- Problem set:
(1) Copy the diabetic retinopathy text word for word, starting at "- There were" and ending at "need to be sorted out.".
(2) Carry the diabetic retinopathy text forward from its last sentence by writing the part that would come next.

There has been a lot of excitement about the idea of using deep learning to diagnose diabetic retinopathy: That is by taking a photo of the retina and using AI to detect signs of disease. I was fascinated by a new paper by Emma Beede and others that studied the use of Google’s diabetic retinopathy detecting system in 11 clinics in Thailand and found that, despite all the research progress, this technology isn’t working well in production yet.
We as a community need to get much better at bridging proofs of concept (PoCs) and production deployments. Even Google’s excellent AI team ran into many practical issues:
- Images collected in the sometimes poorly-equipped clinics were not of the same uniform high quality as those in the training and test sets used in the original research. For example, in some clinics, pictures were taken with the ceiling lights on, resulting in lower image quality.
- There were unexpected corner cases. For example, the paper describes how a nurse who was unable to take a single, clean image of the retina instead took two partial images and wanted to diagnose from a composite of them.
- Many details relating to the patients’ and clinicians’ workflow still needed to be sorted out. Some patients were dissuaded from using the system because of concerns that its results might require them to immediately go to a hospital — a time consuming and expensive proposition for many. More generally, decisions about when/whether/who/how to refer a patient based on the AI output are consequential and need to be sorted out.

Referring expression data:

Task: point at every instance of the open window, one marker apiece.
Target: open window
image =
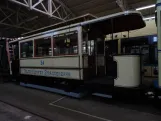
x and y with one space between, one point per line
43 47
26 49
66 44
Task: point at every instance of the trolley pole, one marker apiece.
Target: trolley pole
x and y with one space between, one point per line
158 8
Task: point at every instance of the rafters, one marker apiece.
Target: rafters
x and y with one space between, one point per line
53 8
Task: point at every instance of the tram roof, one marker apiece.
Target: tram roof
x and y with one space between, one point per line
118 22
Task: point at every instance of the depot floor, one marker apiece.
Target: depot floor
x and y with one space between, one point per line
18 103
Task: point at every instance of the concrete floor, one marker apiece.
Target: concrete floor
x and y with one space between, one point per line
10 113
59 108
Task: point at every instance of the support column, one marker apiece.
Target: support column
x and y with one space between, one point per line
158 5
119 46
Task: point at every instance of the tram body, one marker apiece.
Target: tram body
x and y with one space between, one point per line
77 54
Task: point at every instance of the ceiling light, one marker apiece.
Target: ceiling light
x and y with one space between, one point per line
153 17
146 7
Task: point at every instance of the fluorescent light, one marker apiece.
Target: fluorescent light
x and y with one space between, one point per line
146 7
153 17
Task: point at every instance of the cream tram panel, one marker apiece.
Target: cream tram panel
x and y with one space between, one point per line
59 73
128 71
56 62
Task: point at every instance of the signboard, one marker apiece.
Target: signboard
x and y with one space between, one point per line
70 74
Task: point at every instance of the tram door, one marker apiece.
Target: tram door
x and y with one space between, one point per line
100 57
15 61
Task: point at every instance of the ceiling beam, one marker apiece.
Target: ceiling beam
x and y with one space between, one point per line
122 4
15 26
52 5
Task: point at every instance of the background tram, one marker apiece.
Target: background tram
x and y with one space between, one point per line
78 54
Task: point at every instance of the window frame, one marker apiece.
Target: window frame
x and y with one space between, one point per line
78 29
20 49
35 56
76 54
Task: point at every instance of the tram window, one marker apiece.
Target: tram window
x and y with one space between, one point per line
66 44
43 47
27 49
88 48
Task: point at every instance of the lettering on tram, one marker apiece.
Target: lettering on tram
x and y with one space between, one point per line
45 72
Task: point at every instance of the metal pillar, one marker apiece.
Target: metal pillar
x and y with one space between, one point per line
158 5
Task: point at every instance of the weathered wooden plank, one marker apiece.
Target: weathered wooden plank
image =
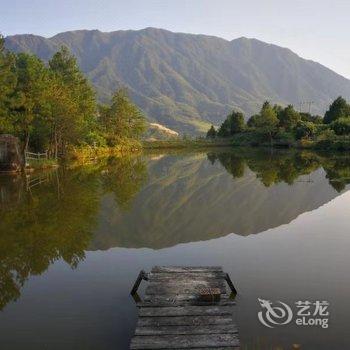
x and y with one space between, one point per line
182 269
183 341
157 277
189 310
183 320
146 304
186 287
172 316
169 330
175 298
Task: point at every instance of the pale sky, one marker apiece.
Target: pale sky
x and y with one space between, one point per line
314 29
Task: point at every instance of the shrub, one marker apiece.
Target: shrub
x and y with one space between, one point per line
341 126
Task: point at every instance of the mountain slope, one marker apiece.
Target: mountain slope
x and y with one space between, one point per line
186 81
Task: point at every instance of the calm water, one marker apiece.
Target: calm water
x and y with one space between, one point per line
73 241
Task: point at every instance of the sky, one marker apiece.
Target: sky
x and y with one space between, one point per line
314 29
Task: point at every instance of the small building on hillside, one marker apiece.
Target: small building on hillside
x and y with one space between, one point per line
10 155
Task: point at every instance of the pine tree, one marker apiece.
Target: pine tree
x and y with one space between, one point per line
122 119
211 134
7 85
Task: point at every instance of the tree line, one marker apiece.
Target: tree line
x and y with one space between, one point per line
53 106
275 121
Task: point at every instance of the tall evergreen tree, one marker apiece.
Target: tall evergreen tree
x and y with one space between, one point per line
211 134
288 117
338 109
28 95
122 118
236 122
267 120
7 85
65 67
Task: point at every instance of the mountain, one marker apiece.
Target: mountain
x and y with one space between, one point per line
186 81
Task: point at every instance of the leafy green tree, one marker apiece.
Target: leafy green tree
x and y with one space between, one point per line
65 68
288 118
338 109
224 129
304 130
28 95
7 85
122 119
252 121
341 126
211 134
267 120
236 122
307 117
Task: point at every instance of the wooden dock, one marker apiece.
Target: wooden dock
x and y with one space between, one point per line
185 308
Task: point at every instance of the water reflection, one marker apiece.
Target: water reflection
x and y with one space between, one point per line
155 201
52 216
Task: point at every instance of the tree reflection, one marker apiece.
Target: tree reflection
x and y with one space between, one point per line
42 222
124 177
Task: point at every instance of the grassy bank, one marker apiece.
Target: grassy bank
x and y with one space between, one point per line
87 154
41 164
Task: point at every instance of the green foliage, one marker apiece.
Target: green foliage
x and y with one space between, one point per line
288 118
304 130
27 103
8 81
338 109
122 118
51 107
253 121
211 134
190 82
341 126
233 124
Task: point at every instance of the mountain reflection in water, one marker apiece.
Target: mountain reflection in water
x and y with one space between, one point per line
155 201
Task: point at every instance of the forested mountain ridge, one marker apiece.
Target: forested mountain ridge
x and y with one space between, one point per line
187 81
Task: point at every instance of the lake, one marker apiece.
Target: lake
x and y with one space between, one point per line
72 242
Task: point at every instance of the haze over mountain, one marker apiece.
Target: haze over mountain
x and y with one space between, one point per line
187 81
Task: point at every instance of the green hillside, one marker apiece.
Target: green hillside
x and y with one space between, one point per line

- Responses by task:
(1)
- There were unexpected corner cases. For example, the paper describes how a nurse who was unable to take a single, clean image of the retina instead took two partial images and wanted to diagnose from a composite of them.
- Many details relating to the patients’ and clinicians’ workflow still needed to be sorted out. Some patients were dissuaded from using the system because of concerns that its results might require them to immediately go to a hospital — a time consuming and expensive proposition for many. More generally, decisions about when/whether/who/how to refer a patient based on the AI output are consequential and need to be sorted out.

(2)
The paper was published by SIGCHI, a leading conference in human-computer interaction (HCI). I’m encouraged to see the HCI community embrace AI and help us with these problems, and I applaud the research team for publishing these insights. I exchanged some emails with the authors, and believe there’s a promising path for AI diagnosis of diabetic retinopathy. To get there, we’ll need to address challenges in robustness, small data, and change management.
Many teams are working to meet these challenges, but no one has perfect answers right now. As AI matures, I hope we can turn building production systems into a systematic engineering discipline, so we can deploy working AI systems as reliably as we can deploy a website today.